Could you rewrite these lines with "rock outcrop" changed to "boulder" and everything else left as it is?

┌──

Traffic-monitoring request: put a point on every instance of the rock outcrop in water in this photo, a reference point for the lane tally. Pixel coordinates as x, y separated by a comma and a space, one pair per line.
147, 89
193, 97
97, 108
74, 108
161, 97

└──

> [Exercise answer]:
Traffic-monitoring request: put a point on every instance of the boulder in water in this photo, a reference point for the lane tally. Pixel coordinates as x, y separated by a comma and a space, one pair per line.
147, 89
193, 97
97, 108
74, 108
161, 97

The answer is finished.